**What is asked**: Reproduce every item below verbatim, leaving out the pictures.

**Data records**:

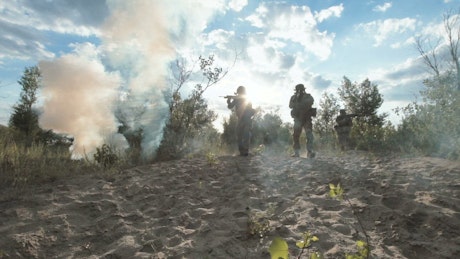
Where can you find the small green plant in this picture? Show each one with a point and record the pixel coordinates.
(280, 249)
(337, 192)
(363, 251)
(258, 224)
(306, 241)
(105, 156)
(212, 158)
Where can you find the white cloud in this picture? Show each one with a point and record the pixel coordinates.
(383, 8)
(333, 11)
(296, 24)
(382, 30)
(237, 5)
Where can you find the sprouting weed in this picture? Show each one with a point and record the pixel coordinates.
(258, 224)
(336, 191)
(211, 158)
(306, 241)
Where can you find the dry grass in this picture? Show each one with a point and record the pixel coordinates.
(22, 166)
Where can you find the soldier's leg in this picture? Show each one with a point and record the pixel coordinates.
(309, 136)
(245, 139)
(296, 137)
(240, 136)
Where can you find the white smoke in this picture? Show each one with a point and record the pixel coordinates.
(79, 96)
(139, 40)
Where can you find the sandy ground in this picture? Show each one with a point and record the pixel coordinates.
(201, 208)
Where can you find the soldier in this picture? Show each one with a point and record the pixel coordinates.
(302, 112)
(343, 128)
(244, 112)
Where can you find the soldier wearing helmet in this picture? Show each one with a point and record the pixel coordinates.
(302, 112)
(244, 112)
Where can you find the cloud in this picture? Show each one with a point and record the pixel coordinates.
(79, 96)
(66, 16)
(20, 42)
(381, 30)
(237, 5)
(383, 8)
(296, 24)
(333, 11)
(23, 23)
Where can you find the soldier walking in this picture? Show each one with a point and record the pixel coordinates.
(302, 112)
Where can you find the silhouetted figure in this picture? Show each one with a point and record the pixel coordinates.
(244, 112)
(302, 112)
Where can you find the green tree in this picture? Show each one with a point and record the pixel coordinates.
(189, 117)
(24, 117)
(432, 126)
(364, 99)
(325, 120)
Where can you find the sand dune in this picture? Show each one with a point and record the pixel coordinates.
(195, 208)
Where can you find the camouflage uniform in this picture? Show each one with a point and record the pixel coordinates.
(244, 112)
(301, 111)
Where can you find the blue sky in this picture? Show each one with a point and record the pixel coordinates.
(129, 44)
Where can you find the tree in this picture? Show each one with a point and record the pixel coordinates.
(24, 117)
(364, 100)
(189, 116)
(325, 119)
(432, 54)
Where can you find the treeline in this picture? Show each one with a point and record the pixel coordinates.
(428, 127)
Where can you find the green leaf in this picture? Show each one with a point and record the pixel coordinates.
(300, 244)
(361, 244)
(279, 249)
(316, 255)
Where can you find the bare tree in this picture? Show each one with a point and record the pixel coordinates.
(452, 28)
(431, 52)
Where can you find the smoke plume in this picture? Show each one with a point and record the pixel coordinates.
(79, 94)
(82, 90)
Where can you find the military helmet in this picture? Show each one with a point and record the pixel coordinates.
(299, 87)
(241, 90)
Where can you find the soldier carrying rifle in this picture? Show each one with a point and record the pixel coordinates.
(343, 128)
(302, 112)
(244, 112)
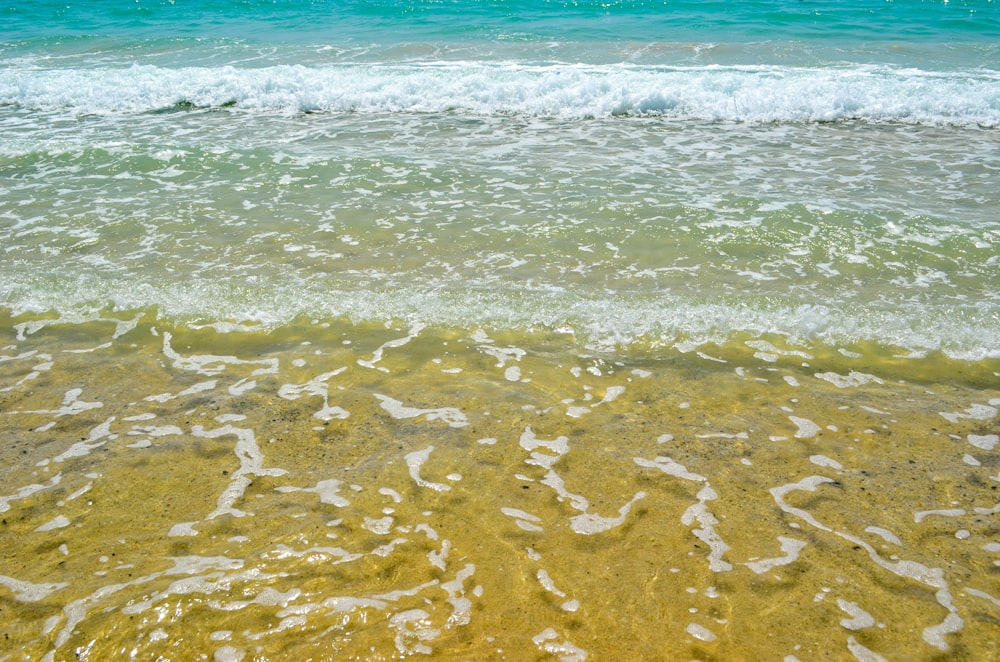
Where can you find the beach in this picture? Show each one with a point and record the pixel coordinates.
(471, 331)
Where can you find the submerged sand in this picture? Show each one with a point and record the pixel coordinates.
(335, 491)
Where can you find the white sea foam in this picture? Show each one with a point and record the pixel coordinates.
(737, 93)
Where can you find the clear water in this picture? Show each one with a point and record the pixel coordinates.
(683, 304)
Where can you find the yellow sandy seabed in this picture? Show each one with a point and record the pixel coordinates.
(338, 491)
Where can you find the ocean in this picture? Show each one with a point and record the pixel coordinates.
(500, 330)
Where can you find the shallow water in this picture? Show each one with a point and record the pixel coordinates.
(340, 491)
(478, 330)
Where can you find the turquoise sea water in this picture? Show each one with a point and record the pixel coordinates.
(402, 257)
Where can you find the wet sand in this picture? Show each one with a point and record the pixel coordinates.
(336, 491)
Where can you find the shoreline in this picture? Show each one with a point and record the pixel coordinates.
(349, 487)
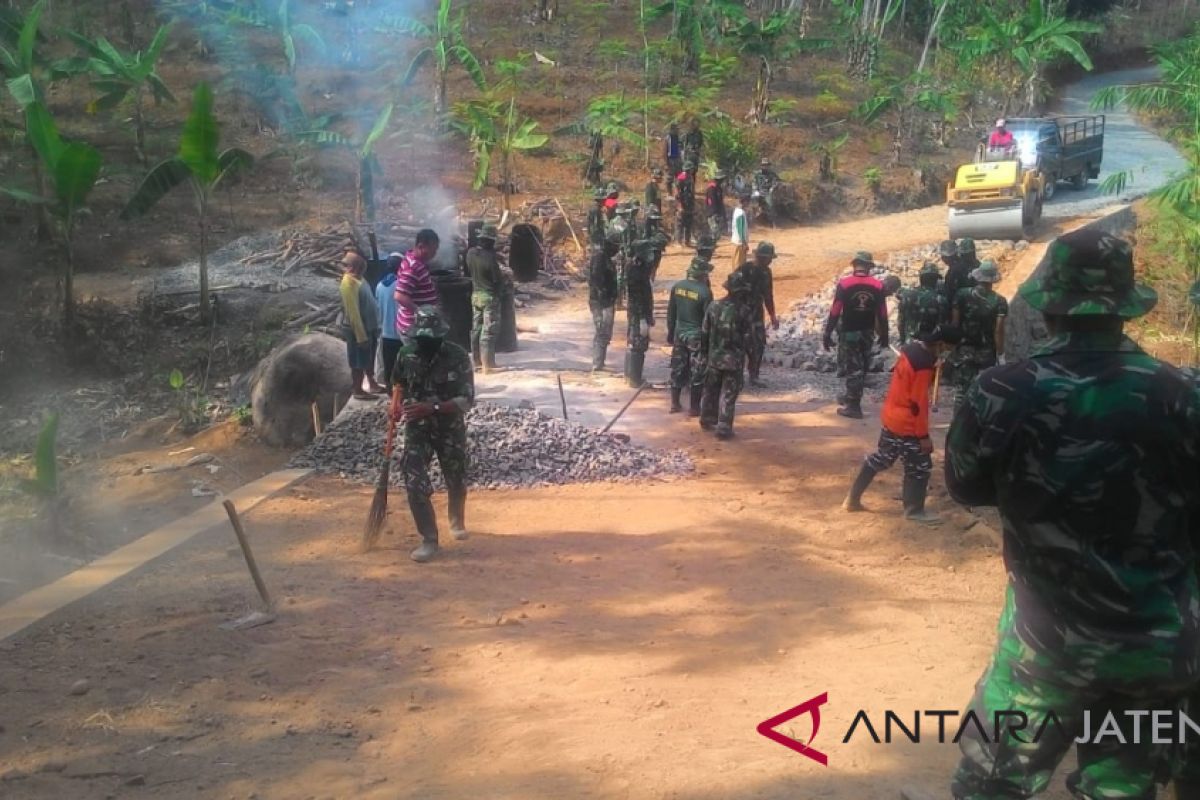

**Exercise solution**:
Where can you find the small green plant in this picture? Show each one with a point and record the pixel coordinates.
(280, 249)
(337, 192)
(363, 251)
(258, 224)
(306, 241)
(105, 156)
(212, 158)
Where can you find the white cloud in this picture? Show each one with a point and record the pixel coordinates.
(383, 8)
(333, 11)
(296, 24)
(382, 30)
(237, 5)
Where can you find the sprouting weed in this picture? Show each one with a point and record the pixel coordinates.
(258, 224)
(336, 191)
(211, 158)
(306, 241)
Where can you find the dry grass in this picture? Show each one with a point and record the pixel coordinates.
(22, 166)
Where can you find the soldier's leg in this picture? Show each one with a point and record the pixel coordinates.
(309, 136)
(245, 139)
(296, 137)
(240, 136)
Where can you find the white smoke in this picture? Show each one with a point and record the pixel coordinates.
(79, 96)
(139, 40)
Where can you find the sandy ground in this picture? Show each one with a point and record the pixel coordinates.
(201, 208)
Where can you find the soldier in this picture? Show each one with a point and record the pixel coordinates.
(302, 112)
(343, 128)
(244, 112)
Where can you find the soldier wearing helmet in this picture? Show each one with a point and record the pixel coordinates.
(302, 112)
(244, 112)
Where can you find the cloud in this picture? Show each one with a point and record the pixel coordinates.
(79, 96)
(66, 16)
(20, 42)
(381, 30)
(237, 5)
(383, 8)
(296, 24)
(333, 11)
(23, 23)
Where can you find the soldier walking in this picture? Show each one with a point and record the pixel coordinates.
(302, 112)
Where can you find the silhouetted figure in this picture? Show each one with a point and record the pixel coordinates.
(244, 112)
(302, 112)
Where can you find the green tree in this picture? Show each one with a point and record the pixel coordinates.
(189, 117)
(24, 117)
(432, 126)
(364, 99)
(325, 120)
Where can you find the sand dune in this picture? Show each one with a point and record the pixel coordinates.
(195, 208)
Where can you find the camouflage uniform in this picture? Show each one with a point and record the pixel coordinates.
(244, 112)
(301, 111)
Where can you find the blue sky in this picture? Show each one with a point and record the pixel coordinates.
(129, 44)
Where can you find the tree in this picture? Show each one with a point and record the pixel coordinates.
(24, 117)
(364, 100)
(189, 116)
(325, 119)
(432, 54)
Where can you find the treeline in this picture? Show each one with a point and record the pixel coordinates.
(428, 127)
Where can you find the green leaf in this picture? Show each one with a point and record the pixel coordinates.
(300, 244)
(361, 244)
(279, 249)
(316, 255)
Where can you find the bare tree in this picture? Show each one with a point and record the pixel coordinates.
(452, 28)
(431, 52)
Where can you find the smoke plume in this picture? Show each one with a point and record the pixel coordinates.
(79, 94)
(82, 90)
Where can you find the military helmet in this picture? Show each one with a point and record the pixel coordinates.
(299, 87)
(241, 90)
Where can you find the soldier carrying rifle in this picture? Show each one with a point and record the pixel coordinates.
(343, 128)
(302, 112)
(244, 112)
Where can you find the beach in this picture? Show each one with a point and record the pixel coordinates.
(471, 331)
Where can you find the submerged sand in this picture? Show each one with a point and record the pixel coordinates.
(335, 491)
Where can you find the white sea foam in this picture? Show each one with a point and record the pixel coordinates.
(737, 93)
Where can you find the clear water in this picture? Show each one with a point and record the pixel coordinates.
(683, 304)
Where can you find the yellow sandy seabed in this picture? Show each one with a point and record the pixel coordinates.
(338, 491)
Where can you find the ocean in this picture? Show each one with a point and record the pixel coordinates.
(500, 330)
Where can you find the shallow water in this picture? Show each one with a point and record the pixel coordinates.
(340, 491)
(478, 330)
Where can you find the turquoise sea water in this picture? Show each one with a point and record the pixel coordinates.
(402, 257)
Where can you find the wet sand in this picture? Show each one with a point and record the pixel coordinates.
(336, 491)
Where can you find the shoreline in this picture? Show each one with a point and record the pixel coordinates.
(349, 487)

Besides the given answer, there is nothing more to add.